Everything from the line that holds "Where can the bush" through the end of the data below should be output exactly, both ends included.

■ ■ ■

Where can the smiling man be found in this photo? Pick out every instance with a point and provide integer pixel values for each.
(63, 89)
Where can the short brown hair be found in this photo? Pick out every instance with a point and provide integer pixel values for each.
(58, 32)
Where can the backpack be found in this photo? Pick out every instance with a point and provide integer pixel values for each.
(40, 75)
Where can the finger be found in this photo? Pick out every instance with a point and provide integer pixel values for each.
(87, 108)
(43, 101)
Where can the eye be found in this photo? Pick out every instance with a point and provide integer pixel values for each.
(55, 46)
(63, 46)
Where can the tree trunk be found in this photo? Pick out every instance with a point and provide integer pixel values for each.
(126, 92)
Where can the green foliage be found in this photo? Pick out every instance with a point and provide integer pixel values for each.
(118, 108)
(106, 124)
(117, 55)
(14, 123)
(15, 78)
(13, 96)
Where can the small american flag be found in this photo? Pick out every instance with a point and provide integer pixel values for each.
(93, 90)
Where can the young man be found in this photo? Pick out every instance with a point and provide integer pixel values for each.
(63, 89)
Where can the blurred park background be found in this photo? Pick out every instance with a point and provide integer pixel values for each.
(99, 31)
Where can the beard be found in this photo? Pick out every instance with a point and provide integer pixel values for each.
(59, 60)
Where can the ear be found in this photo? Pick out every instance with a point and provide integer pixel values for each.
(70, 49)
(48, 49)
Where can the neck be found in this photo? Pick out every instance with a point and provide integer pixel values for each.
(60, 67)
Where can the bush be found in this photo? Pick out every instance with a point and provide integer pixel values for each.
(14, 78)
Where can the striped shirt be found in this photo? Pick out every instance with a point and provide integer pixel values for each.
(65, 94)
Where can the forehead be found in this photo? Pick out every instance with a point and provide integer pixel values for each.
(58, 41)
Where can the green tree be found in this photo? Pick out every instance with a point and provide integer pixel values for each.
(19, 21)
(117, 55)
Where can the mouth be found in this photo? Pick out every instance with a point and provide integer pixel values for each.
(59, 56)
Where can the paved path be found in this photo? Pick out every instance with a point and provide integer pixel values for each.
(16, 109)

■ ■ ■

Response >>
Where can the bush be found in this photo? Pick out every instance with a point and provide integer pixel values for each.
(14, 78)
Where can the striped shirt be found in this photo? Pick out every instance with a point and provide integer pixel values for each.
(65, 94)
Where can the forehead be found in this photo? Pick out every instance with a point and provide integer pixel values for each.
(58, 41)
Where can the green tree be found in this photo? Pick out every instance with a point and provide integer pixel values for each.
(19, 21)
(117, 55)
Where can the mouth be found in this photo? Pick out every instance with a point and provide integer pixel values for each.
(59, 56)
Where can the paved path be found in this photo? Pick out every instance with a point and provide integer pixel values for each.
(16, 109)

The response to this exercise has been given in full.